Excerpted passage
The event usually ends with the eagerly awaited gunging, where students get to see their teachers at the end of the run be gunged with as variety of sloppy concoctions tipped over their heads.

Drama
House Drama: Performed shortly before Christmas, House Captains arrange a house production at the beginning of school term which is rehearsed over the months ready for the big event. The cast consists only of house members and is directed and produced solely by the House captains. Each House performance can only be 30 minutes long. This event contributes to the Stanborough House Trophy, but winners of this competition also win a House Drama Trophy.
2008 saw Ashridge win with their performance of Beauty and the Beast, 2nd place was given to Hatfield with their performance of "A Streetcar Named Desire"

School Productions: Every other year, the Drama department (and sometimes the music department) and school members host a school production, performed in the Spring term, rehearsals starting in September. Past performances have been the likes of Oliver, West Side Story, We Will Rock You and most recently Les Misérables.

Music
House Music: Performed in the spring term. Musicians of each house demonstrate a wide range of musical genius by hosting a 30-minute performance full of a variety of musical acts, which since 2012 are now put on after school giving parents a chance to buy tickets and watch the event. Performances in the past have been known to include rock bands, singing, instrument solos, musical numbers and rapping.

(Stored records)
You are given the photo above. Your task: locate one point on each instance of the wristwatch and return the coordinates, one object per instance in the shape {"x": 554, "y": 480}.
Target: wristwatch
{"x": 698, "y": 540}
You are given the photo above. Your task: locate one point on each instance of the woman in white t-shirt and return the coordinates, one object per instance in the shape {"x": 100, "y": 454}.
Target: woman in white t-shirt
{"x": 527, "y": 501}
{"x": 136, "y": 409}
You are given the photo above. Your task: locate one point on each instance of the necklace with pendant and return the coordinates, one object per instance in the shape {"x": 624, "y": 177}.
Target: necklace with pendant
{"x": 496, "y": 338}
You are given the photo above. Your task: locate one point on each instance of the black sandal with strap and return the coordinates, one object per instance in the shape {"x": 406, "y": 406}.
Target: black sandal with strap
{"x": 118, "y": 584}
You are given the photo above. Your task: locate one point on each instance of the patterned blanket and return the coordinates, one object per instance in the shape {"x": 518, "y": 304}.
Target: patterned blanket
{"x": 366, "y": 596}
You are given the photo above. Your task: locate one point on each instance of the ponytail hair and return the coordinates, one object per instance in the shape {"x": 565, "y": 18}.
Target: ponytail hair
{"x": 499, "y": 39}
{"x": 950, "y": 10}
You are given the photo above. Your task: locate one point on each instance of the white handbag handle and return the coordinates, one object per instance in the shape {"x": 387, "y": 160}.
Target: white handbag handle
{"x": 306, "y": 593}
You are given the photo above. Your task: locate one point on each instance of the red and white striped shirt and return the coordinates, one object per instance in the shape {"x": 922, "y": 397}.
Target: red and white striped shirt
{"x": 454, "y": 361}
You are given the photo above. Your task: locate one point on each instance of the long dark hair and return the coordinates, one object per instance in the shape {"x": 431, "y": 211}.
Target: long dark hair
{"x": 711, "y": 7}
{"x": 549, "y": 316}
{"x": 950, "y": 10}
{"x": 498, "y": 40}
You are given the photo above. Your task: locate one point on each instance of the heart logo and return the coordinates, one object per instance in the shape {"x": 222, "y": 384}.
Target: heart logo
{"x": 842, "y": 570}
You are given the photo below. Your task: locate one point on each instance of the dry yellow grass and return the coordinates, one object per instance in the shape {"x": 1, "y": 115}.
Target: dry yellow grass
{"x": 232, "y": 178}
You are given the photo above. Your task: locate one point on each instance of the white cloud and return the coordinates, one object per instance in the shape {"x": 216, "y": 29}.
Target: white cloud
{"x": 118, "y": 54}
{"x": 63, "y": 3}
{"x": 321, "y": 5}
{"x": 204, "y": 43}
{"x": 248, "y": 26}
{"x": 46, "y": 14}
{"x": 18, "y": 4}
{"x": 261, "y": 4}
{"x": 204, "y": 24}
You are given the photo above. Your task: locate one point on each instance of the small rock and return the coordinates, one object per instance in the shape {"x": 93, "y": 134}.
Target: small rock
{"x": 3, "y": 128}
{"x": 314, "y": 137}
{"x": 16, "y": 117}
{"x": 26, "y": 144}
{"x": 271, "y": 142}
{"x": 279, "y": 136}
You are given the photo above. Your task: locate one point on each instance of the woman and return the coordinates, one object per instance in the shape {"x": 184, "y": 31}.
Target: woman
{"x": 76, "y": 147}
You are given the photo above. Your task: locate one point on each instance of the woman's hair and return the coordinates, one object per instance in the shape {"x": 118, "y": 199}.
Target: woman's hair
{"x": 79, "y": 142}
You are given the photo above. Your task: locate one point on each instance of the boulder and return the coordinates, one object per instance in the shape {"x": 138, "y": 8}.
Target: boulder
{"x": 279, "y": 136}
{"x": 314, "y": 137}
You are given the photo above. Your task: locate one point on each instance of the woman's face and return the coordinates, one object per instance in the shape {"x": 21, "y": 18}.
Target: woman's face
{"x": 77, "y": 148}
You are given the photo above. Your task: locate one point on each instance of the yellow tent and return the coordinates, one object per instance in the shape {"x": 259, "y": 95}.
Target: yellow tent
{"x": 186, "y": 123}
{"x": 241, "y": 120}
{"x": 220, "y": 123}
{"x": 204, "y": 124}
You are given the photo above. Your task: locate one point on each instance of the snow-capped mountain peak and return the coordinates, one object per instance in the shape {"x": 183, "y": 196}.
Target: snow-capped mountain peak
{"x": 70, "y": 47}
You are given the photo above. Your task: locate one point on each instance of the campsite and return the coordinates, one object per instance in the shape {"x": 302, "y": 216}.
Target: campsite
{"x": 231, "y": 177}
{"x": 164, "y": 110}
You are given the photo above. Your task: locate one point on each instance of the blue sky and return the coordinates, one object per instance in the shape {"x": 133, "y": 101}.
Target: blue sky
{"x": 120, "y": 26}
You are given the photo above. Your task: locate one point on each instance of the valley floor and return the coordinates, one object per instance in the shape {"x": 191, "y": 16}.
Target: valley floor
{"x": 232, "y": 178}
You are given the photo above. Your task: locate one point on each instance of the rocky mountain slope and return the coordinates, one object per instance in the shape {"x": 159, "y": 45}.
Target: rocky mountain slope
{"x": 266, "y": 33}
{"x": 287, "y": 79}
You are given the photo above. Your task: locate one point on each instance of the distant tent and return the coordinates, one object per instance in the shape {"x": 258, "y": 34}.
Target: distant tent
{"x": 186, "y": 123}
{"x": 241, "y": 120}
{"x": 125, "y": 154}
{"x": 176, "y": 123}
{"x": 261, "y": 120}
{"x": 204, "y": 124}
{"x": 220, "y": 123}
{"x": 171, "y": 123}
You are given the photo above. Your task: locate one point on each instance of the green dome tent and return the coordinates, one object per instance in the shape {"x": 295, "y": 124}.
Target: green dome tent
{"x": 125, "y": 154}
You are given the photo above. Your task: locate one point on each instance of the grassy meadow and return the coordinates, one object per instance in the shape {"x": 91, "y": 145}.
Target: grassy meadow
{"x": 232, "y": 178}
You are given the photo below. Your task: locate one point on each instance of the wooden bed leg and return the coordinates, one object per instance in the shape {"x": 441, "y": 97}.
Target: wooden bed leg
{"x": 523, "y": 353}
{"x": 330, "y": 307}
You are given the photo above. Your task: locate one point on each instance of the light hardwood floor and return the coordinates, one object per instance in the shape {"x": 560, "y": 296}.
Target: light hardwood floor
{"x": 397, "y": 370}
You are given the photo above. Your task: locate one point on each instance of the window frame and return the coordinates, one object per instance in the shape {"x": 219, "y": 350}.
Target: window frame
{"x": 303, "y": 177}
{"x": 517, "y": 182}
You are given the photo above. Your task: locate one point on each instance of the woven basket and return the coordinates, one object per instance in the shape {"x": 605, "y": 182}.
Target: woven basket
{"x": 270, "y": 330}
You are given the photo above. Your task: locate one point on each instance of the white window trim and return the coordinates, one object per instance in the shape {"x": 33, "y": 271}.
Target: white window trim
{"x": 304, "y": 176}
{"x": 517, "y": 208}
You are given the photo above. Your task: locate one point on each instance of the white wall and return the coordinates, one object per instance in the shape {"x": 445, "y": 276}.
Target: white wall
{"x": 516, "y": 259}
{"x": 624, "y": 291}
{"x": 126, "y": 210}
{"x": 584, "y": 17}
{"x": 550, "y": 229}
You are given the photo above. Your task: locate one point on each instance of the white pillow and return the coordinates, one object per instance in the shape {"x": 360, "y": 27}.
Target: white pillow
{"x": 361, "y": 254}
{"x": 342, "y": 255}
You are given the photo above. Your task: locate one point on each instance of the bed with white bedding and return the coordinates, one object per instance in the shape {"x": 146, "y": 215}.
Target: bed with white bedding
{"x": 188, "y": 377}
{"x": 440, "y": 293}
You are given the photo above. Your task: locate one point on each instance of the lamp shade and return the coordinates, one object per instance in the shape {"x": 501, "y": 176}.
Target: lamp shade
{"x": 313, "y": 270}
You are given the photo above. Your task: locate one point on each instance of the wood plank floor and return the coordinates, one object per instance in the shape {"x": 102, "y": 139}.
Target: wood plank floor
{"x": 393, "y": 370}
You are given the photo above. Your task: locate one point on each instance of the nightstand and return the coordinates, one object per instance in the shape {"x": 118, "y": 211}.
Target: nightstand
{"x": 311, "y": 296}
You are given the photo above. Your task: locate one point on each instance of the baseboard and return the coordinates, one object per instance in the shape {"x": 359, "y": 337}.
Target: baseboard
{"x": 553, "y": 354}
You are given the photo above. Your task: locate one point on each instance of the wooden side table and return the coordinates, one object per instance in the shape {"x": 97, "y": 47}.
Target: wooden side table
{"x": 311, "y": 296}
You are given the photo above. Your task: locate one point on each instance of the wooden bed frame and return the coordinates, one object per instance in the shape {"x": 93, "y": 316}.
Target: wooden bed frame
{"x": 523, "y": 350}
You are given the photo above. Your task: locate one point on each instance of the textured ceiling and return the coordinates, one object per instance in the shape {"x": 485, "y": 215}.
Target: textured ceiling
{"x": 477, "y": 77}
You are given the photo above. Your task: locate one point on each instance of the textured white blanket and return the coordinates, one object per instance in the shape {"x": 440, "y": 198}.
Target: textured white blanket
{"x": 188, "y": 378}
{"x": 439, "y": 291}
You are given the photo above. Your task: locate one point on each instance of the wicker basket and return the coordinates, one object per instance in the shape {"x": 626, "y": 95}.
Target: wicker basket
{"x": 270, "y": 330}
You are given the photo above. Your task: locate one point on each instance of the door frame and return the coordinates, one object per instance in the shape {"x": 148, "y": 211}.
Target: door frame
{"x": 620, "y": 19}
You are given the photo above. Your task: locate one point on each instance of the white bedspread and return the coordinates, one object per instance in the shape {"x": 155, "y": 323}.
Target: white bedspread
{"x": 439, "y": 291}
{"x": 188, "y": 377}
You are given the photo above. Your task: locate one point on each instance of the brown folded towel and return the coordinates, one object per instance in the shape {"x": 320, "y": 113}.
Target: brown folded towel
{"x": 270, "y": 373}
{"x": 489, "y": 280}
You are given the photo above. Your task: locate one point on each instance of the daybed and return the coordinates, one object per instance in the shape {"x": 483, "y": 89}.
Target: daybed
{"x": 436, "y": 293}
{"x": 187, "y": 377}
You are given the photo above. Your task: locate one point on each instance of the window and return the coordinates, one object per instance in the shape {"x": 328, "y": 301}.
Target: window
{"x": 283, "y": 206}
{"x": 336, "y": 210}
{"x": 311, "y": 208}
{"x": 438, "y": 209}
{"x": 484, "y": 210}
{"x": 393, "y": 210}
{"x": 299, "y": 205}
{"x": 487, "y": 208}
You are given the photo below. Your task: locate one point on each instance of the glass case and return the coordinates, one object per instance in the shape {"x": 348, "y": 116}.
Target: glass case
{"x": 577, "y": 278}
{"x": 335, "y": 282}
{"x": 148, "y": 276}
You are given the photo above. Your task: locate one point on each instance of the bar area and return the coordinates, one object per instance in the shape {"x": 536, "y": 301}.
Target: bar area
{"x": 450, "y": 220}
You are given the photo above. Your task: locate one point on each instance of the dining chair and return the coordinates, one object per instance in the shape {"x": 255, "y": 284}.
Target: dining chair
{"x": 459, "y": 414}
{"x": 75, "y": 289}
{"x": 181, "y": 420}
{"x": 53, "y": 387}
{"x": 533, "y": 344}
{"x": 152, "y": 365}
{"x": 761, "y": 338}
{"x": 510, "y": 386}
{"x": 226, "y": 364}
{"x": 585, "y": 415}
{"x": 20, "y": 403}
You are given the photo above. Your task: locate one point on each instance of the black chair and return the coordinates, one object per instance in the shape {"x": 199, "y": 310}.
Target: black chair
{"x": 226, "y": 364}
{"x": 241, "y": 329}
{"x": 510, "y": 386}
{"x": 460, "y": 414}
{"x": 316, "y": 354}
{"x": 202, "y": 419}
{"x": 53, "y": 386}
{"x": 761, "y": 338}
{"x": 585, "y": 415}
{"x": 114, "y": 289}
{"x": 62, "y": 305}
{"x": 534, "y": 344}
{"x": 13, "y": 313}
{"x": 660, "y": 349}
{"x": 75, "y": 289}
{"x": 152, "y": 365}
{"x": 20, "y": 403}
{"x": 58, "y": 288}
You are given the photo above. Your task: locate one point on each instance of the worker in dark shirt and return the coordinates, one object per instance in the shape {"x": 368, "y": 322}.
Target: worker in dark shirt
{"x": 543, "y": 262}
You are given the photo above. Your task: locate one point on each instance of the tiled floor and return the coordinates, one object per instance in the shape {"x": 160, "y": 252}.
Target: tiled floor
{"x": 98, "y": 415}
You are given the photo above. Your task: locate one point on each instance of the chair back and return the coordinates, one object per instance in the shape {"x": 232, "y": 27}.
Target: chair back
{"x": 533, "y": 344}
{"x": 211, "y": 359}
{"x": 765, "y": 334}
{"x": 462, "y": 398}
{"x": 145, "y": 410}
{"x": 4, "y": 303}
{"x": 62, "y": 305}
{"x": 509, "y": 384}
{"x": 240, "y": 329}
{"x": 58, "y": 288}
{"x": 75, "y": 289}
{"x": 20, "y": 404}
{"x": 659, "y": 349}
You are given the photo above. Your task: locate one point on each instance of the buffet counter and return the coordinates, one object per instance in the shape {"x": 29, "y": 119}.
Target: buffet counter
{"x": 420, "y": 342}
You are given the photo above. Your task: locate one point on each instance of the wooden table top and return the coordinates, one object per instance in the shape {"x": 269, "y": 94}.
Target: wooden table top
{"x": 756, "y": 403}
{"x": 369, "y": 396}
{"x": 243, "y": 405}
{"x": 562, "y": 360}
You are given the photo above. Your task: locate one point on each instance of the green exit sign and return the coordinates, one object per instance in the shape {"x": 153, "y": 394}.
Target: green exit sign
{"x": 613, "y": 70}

Tasks and exercises
1. Answer these questions from the passage on school house events:
(a) How long can each House Drama performance run?
(b) Which house won House Drama in 2008, and with what performance?
(c) Since what year has House Music been staged after school?
2. Please write the next part of the passage on school house events, beginning after its final sentence.

The answers
1.
(a) 30 minutes.
(b) Ashridge, with Beauty and the Beast.
(c) 2012.

2.
Dance
School Dance Display: Every other Year after the school production, the Dance department and students perform a spectacular series of dance numbers, demonstrating unique and creative talents.

Sixth Form Consortium 
Stanborough Sixth form is part of a wider consortium of many secondary schools in the area. Stanborough offers a range of subjects at A level on site. English, History, Mathematics, Science, Computer Science, Psychology are just a few examples. Other schools aligned with the sixth form consortium include:
 Monk's Walk School
 Ridgeway Academy
 Bishop's Hatfield Girls' School
 Onslow St Audrey's School

Academic performance
Stanborough School often achieves GCSE results above the national average, with 51% of pupils achieving the equivalent of five or more GCSEs grade C or above including English and Maths in 2012.  Their A Level results are consistently one of the highest of maintained schools in Hertfordshire.

Notable former pupils

Welwyn Garden City Stanborough Grammar School
 Prof Roger Heath-Brown, Professor of Pure Mathematics since 1999 at the University of Oxford
 Michael Peacock OBE, television executive, Controller of BBC1 from 1965–7, and chairman from 1989 to 1995 of UBC Media Group
 Prof Michael Talbot, James and Constance Alsop Professor of Music from 1986 to 2003 at the University of Liverpool
 Glyn Maxwell, poet
 Prof. Jonathan Gregory, Professor of Climate Change and Modelling at the University of Reading and the Met Office.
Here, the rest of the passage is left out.